» Extrait:
════════

Engagement en faveur d'un revenu viable

Cependant, dès 2018, l'ensemble du secteur du chocolat belge s'est engagé à combler le fossé qui sépare les producteurs de cacao d’un salaire de subsistance en signant la charte Beyond Chocolate. Toutefois, hormis un certain nombre de projets pilotes, les changements structurels restent à venir. Dans le même temps, le secteur international du chocolat – dont l’activité s’est contractée brièvement pendant la pandémie - a renoué avec la croissance. Leur marge repose en grande partie sur le faible prix auquel le cacao est acheté aux producteurs et le prix de vente élevé auquel il est vendu aux consommateurs.

Le prix comme enjeu de la lutte pour le pouvoir

Le refus de l'industrie chocolatière de payer des prix plus élevés aux producteurs se cristallise dans les tensions entre les gouvernements du Ghana et de la Côte d'Ivoire d'une part et les multinationales du chocolat d'autre part. Au centre des tensions se trouve le « Différentiel de Revenu Vital (DRV) », une prime exigée par les pays d'Afrique de l'Ouest pour stabiliser les prix du cacao et ainsi augmenter les revenus des producteurs. Si l'industrie chocolatière a fini par payer le DRV, elle a aussi imposé une forte réduction de la prime « Différentiel d’origine » versée au Ghana et à la Côte d'Ivoire, qui représentent 60% de la production mondiale. Par conséquent, les prix payés aux producteurs de cacao n’ont pas augmenté en réalité.

════════

» Consignes:
1. D'après l'extrait, en quelle année l'ensemble du secteur du chocolat belge a-t-il signé la charte Beyond Chocolate ?
2. Recopiez le segment de l'extrait allant de « Cependant, dès 2018, l'ensemble » jusqu'à « vendu aux consommateurs. », en substituant « crise sanitaire » à « pandémie ».

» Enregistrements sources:
════════

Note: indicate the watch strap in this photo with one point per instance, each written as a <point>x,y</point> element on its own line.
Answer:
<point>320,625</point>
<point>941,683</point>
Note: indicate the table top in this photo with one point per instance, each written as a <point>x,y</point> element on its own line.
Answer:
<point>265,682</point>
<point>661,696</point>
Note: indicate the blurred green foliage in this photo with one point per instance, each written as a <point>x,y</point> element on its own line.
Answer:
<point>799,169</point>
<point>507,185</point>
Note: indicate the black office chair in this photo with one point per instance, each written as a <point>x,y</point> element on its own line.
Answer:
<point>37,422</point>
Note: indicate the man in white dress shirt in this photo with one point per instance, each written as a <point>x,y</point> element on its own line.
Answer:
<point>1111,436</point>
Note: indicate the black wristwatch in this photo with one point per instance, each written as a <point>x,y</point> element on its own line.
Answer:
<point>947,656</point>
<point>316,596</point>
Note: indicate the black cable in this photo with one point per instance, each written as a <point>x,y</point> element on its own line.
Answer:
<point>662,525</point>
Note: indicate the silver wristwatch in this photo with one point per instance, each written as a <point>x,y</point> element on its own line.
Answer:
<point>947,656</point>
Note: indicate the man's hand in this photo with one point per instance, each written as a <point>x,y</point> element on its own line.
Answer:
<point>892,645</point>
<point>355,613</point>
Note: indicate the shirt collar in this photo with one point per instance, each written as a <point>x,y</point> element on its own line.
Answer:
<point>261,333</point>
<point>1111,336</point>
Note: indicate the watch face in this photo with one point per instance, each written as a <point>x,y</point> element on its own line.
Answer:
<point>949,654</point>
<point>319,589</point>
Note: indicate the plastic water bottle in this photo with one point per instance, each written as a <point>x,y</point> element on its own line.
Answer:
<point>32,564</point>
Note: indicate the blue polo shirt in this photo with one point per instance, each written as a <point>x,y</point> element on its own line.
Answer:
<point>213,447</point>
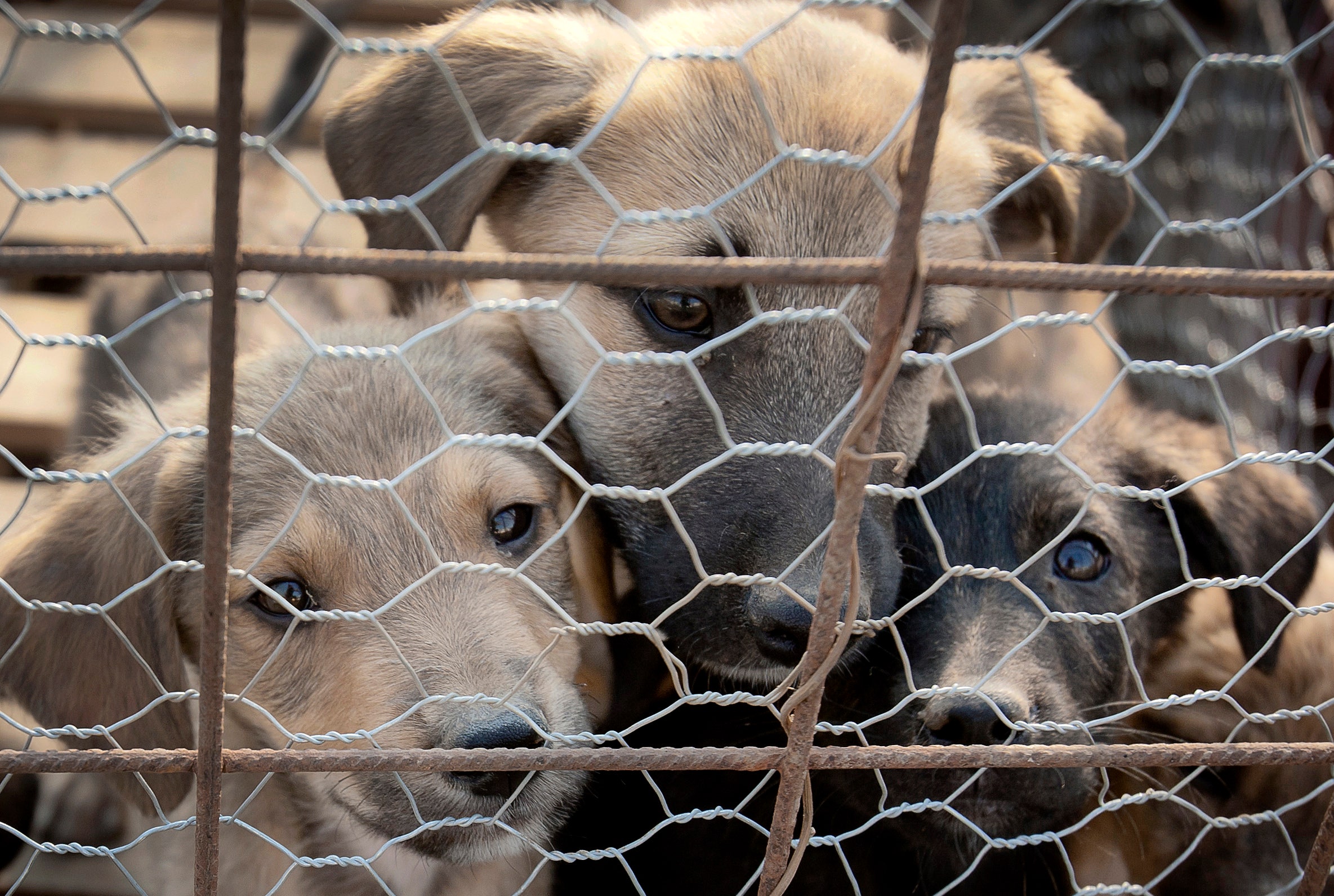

════════

» Corrigé:
1. En 2018.

2.
Cependant, dès 2018, l'ensemble du secteur du chocolat belge s'est engagé à combler le fossé qui sépare les producteurs de cacao d’un salaire de subsistance en signant la charte Beyond Chocolate. Toutefois, hormis un certain nombre de projets pilotes, les changements structurels restent à venir. Dans le même temps, le secteur international du chocolat – dont l’activité s’est contractée brièvement pendant la crise sanitaire - a renoué avec la croissance. Leur marge repose en grande partie sur le faible prix auquel le cacao est acheté aux producteurs et le prix de vente élevé auquel il est vendu aux consommateurs.